» **ROWS**
****************

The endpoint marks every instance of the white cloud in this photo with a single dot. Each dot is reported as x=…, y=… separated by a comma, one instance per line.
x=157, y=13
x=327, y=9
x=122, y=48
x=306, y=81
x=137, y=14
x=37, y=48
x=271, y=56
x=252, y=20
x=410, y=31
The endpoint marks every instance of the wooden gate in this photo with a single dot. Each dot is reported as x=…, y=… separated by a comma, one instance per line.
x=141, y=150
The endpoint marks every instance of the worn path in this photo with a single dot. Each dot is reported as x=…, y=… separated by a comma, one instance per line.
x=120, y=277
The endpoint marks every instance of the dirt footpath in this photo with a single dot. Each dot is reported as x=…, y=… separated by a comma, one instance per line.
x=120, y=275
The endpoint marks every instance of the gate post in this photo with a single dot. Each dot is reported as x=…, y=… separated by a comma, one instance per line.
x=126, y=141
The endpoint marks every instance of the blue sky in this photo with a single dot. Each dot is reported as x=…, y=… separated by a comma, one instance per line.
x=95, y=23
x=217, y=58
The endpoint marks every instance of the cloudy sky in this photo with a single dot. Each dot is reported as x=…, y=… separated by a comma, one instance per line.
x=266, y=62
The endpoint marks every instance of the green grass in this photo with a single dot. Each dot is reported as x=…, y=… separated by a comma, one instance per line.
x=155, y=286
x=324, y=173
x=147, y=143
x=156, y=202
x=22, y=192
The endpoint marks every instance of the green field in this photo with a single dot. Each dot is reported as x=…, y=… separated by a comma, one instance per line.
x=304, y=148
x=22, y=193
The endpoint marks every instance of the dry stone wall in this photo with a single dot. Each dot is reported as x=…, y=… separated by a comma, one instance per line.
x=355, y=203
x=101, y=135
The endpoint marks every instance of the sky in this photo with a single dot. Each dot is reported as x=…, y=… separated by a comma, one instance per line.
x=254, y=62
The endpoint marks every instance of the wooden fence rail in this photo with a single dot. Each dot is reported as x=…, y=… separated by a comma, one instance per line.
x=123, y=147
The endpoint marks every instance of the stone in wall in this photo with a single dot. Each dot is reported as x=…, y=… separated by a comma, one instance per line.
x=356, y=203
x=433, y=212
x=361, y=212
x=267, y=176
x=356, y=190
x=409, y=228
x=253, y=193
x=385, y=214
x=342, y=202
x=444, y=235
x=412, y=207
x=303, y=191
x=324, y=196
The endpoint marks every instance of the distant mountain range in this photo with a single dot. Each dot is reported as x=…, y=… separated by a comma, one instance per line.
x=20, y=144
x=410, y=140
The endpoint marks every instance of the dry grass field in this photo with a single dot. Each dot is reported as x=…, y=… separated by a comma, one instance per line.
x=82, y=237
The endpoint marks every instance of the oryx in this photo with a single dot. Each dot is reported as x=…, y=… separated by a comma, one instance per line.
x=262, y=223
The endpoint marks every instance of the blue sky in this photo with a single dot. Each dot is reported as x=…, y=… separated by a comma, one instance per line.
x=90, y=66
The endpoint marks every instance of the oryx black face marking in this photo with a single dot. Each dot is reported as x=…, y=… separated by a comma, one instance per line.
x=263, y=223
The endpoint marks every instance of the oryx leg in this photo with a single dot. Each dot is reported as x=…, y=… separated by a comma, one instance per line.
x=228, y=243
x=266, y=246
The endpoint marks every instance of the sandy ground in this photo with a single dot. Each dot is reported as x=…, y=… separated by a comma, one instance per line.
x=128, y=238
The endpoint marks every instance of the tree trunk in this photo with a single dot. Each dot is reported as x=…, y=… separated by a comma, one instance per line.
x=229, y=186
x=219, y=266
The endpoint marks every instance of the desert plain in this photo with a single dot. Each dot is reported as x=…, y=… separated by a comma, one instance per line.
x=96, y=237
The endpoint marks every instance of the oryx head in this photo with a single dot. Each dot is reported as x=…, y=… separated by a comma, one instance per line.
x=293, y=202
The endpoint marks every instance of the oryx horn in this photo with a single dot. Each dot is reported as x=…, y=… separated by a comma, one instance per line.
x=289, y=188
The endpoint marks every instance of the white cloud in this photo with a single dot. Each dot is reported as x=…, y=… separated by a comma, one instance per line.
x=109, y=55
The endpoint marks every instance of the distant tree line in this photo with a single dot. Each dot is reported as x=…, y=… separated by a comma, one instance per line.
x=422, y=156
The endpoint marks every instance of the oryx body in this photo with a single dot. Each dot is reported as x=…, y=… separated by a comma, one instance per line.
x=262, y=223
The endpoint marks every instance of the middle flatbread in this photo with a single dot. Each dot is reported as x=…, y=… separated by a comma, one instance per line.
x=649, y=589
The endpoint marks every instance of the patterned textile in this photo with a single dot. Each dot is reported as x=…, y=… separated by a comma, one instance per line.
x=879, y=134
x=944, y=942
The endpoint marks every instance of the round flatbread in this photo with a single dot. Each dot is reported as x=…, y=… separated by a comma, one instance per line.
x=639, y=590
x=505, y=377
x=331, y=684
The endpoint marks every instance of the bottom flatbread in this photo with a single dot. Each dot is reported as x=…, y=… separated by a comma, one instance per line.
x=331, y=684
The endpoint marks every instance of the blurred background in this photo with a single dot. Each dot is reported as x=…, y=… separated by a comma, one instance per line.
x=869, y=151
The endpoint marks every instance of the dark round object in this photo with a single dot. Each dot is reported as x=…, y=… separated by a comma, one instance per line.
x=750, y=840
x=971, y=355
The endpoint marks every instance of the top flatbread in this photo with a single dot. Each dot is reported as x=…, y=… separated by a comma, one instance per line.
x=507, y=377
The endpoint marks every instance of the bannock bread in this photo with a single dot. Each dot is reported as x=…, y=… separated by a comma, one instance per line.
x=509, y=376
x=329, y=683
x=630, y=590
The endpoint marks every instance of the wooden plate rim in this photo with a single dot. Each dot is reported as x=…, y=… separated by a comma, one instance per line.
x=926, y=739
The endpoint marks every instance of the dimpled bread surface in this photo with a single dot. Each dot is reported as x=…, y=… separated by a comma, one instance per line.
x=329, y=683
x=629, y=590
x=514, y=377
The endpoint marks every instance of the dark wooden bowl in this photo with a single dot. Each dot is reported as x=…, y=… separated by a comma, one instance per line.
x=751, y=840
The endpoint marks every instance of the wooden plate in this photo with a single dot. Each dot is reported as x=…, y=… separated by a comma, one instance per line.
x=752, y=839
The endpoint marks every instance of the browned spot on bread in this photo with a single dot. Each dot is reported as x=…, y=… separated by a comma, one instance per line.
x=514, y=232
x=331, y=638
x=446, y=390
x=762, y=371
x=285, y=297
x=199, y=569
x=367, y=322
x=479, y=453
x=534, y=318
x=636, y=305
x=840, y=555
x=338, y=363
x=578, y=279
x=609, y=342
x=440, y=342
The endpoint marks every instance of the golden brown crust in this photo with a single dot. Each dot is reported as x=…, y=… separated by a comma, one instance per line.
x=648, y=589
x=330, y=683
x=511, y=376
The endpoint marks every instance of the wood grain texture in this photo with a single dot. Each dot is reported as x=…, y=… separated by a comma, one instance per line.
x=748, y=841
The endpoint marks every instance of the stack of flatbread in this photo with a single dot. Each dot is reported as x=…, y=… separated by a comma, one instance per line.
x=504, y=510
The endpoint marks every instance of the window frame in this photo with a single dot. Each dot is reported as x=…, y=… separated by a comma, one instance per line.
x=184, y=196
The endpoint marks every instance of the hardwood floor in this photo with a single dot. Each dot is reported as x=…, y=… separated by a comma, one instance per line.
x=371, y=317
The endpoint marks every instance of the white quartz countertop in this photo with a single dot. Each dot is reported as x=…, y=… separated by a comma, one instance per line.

****************

» **INSTRUCTIONS FOR THE TASK**
Convert every line of the records above into a JSON array of strings, one string per line, and drop any blank lines.

» **ANSWER IN FULL**
[
  "The endpoint marks every instance of the white cloud in this photo with a single dot. Each dot is reported as x=…, y=… separated by a comma, one instance per line.",
  "x=157, y=13",
  "x=327, y=9",
  "x=122, y=48",
  "x=306, y=81",
  "x=137, y=14",
  "x=37, y=48",
  "x=271, y=56",
  "x=252, y=20",
  "x=410, y=31",
  "The endpoint marks every instance of the wooden gate in this photo with a single dot. Each dot is reported as x=…, y=… separated by a comma, one instance per line.",
  "x=141, y=150",
  "The endpoint marks every instance of the worn path in this photo with a single dot. Each dot is reported as x=…, y=… separated by a comma, one instance per line.",
  "x=120, y=277",
  "The endpoint marks every instance of the dirt footpath in this photo with a single dot. Each dot is reported as x=…, y=… separated by a comma, one instance per line.",
  "x=120, y=275",
  "The endpoint marks every instance of the gate post in this photo with a single dot. Each dot is reported as x=…, y=… separated by a comma, one instance per line.",
  "x=126, y=141",
  "The endpoint marks every instance of the blue sky in this photo with a single dot. Each dot is reported as x=…, y=… separated by a comma, one instance per line.",
  "x=95, y=23",
  "x=217, y=58",
  "The endpoint marks every instance of the cloudy sky in this photo with a single dot. Each dot is reported as x=…, y=… separated by a comma, one instance per line.",
  "x=266, y=62",
  "The endpoint marks every instance of the green grass in this photo with a single dot. Each dot is reported as x=…, y=… separated by a comma, one instance per line.",
  "x=155, y=286",
  "x=324, y=173",
  "x=147, y=143",
  "x=156, y=202",
  "x=22, y=192",
  "The endpoint marks every instance of the green field in this photo with a single dot. Each dot is reported as x=…, y=… separated by a comma, one instance per line.",
  "x=304, y=148",
  "x=22, y=193",
  "The endpoint marks every instance of the dry stone wall in this photo with a single dot. Each dot is reported as x=…, y=… separated by a comma, one instance per line.",
  "x=355, y=203",
  "x=101, y=135",
  "The endpoint marks every instance of the sky in this photo with a single dot. Each dot is reported as x=…, y=… separated by a comma, one instance per line.",
  "x=254, y=62",
  "The endpoint marks every instance of the wooden fence rail in this photo with a single dot. Each dot is reported as x=…, y=… separated by a comma, one instance per line.",
  "x=123, y=147",
  "The endpoint marks every instance of the stone in wall in this photo with a single dot. Each dot is reported as x=…, y=… separated by a comma, one instance per line.",
  "x=356, y=203",
  "x=433, y=212",
  "x=361, y=212",
  "x=267, y=176",
  "x=356, y=190",
  "x=409, y=228",
  "x=253, y=193",
  "x=385, y=214",
  "x=342, y=202",
  "x=444, y=235",
  "x=412, y=207",
  "x=303, y=191",
  "x=324, y=196",
  "The endpoint marks every instance of the distant mountain range in this photo with a single dot. Each dot is reported as x=…, y=… separated by a comma, one instance per line.",
  "x=20, y=144",
  "x=410, y=140",
  "The endpoint marks every instance of the dry grass field in this photo with a single dot. Each dot is reported as x=…, y=… separated by a comma, one instance per line.",
  "x=82, y=237",
  "The endpoint marks every instance of the oryx in this photo with a single dot. Each dot is reported as x=…, y=… separated by a comma, one instance per line.",
  "x=262, y=223",
  "The endpoint marks every instance of the blue sky in this photo with a single dot. Each dot is reported as x=…, y=… separated by a comma, one instance per line.",
  "x=90, y=66",
  "The endpoint marks every instance of the oryx black face marking in this photo with a single dot. Each dot is reported as x=…, y=… separated by a comma, one instance per line.",
  "x=263, y=223",
  "The endpoint marks every instance of the oryx leg in this photo with a single dot. Each dot is reported as x=…, y=… separated by a comma, one instance per line.",
  "x=228, y=243",
  "x=266, y=246",
  "The endpoint marks every instance of the sandy ground in this photo with a single dot. Each dot is reported as x=…, y=… separated by a comma, one instance per line.",
  "x=128, y=238",
  "The endpoint marks every instance of the tree trunk in this photo with a single dot. Each dot is reported as x=…, y=… separated by a comma, one instance per line.",
  "x=229, y=186",
  "x=219, y=266",
  "The endpoint marks every instance of the desert plain in this photo with a single dot. Each dot is reported as x=…, y=… separated by a comma, one instance per line.",
  "x=96, y=237",
  "The endpoint marks every instance of the oryx head in this photo with a single dot. Each dot is reported as x=…, y=… separated by a comma, one instance per line.",
  "x=293, y=202",
  "The endpoint marks every instance of the oryx horn in this photo with a single dot. Each dot is reported as x=…, y=… separated by a comma, one instance per line.",
  "x=289, y=188",
  "The endpoint marks every instance of the white cloud in this photo with a single dot. Each dot is reported as x=…, y=… separated by a comma, one instance per line.",
  "x=109, y=55",
  "The endpoint marks every instance of the distant tree line in this photo with a single dot. Each dot is reported as x=…, y=… separated by a comma, one instance per line.",
  "x=422, y=156",
  "The endpoint marks every instance of the oryx body in this photo with a single dot. Each dot is reported as x=…, y=… separated by a comma, one instance per line.",
  "x=262, y=223",
  "The endpoint marks every instance of the middle flatbread in this photo with a single dot. Each dot is reported as x=…, y=… separated by a comma, one instance per line.",
  "x=649, y=589",
  "The endpoint marks every instance of the patterned textile in this photo with a single dot. Each dot is reported as x=…, y=… separated by a comma, one instance per line.",
  "x=879, y=134",
  "x=944, y=942",
  "The endpoint marks every instance of the round flatbread in this photo with a single dot. Each dot is reported as x=…, y=… separated by a comma, one instance per line.",
  "x=639, y=590",
  "x=505, y=377",
  "x=331, y=684",
  "The endpoint marks every instance of the bottom flatbread in this photo with a single dot. Each dot is reported as x=…, y=… separated by a comma, one instance per line.",
  "x=331, y=684",
  "The endpoint marks every instance of the blurred background in this photo with a single dot. Each dot is reported as x=…, y=… separated by a comma, one instance per line.",
  "x=869, y=151",
  "The endpoint marks every instance of the dark round object in this photo with a single dot. Each dot is reported as x=…, y=… separated by a comma, one instance per line.",
  "x=750, y=840",
  "x=971, y=355",
  "The endpoint marks every instance of the top flatbread in this photo with a single dot. Each dot is reported as x=…, y=… separated by a comma, one instance per line.",
  "x=507, y=377",
  "The endpoint marks every instance of the bannock bread in this photo with a single dot. Each dot is reported as x=…, y=… separated by a comma, one instance per line.",
  "x=509, y=376",
  "x=329, y=683",
  "x=630, y=590",
  "The endpoint marks every instance of the wooden plate rim in this photo with a single dot. Each dot is reported as x=…, y=… separated by a comma, one instance per line.",
  "x=926, y=739",
  "The endpoint marks every instance of the dimpled bread surface in this photo with a single dot. Each dot is reported as x=…, y=… separated by a comma, one instance per line.",
  "x=329, y=683",
  "x=629, y=590",
  "x=514, y=377",
  "The endpoint marks every instance of the dark wooden bowl in this photo with a single dot. Each dot is reported as x=…, y=… separated by a comma, one instance per line.",
  "x=751, y=840",
  "The endpoint marks every instance of the wooden plate in this photo with a single dot. Each dot is reported as x=…, y=… separated by a comma, one instance per line.",
  "x=752, y=839",
  "The endpoint marks every instance of the browned spot on bread in this photo with a single dot. Each dot is reported as x=…, y=… separated by a comma, one instance per line.",
  "x=514, y=232",
  "x=331, y=638",
  "x=446, y=390",
  "x=762, y=371",
  "x=285, y=297",
  "x=199, y=569",
  "x=367, y=322",
  "x=479, y=453",
  "x=534, y=318",
  "x=636, y=305",
  "x=840, y=555",
  "x=338, y=363",
  "x=578, y=279",
  "x=609, y=342",
  "x=440, y=342",
  "The endpoint marks every instance of the golden brown crust in this photo with a single dot. Each dot is reported as x=…, y=… separated by a comma, one instance per line.",
  "x=648, y=589",
  "x=330, y=683",
  "x=511, y=376",
  "The endpoint marks every instance of the wood grain texture in this photo with a single dot. Each dot is reported as x=…, y=… separated by a comma, one instance per line.",
  "x=748, y=841",
  "The endpoint marks every instance of the stack of flatbread in this photo with a single dot. Each dot is reported as x=…, y=… separated by a comma, one instance per line.",
  "x=504, y=510",
  "The endpoint marks every instance of the window frame in this photo with a single dot. Each dot is reported as x=…, y=… separated by a comma, one instance per line.",
  "x=184, y=196",
  "The endpoint marks every instance of the hardwood floor in this photo with a single dot. Each dot is reported as x=…, y=… separated by a comma, one instance per line.",
  "x=371, y=317",
  "The endpoint marks every instance of the white quartz countertop in this photo with a single dot. Each dot is reported as x=…, y=… separated by a comma, one instance per line."
]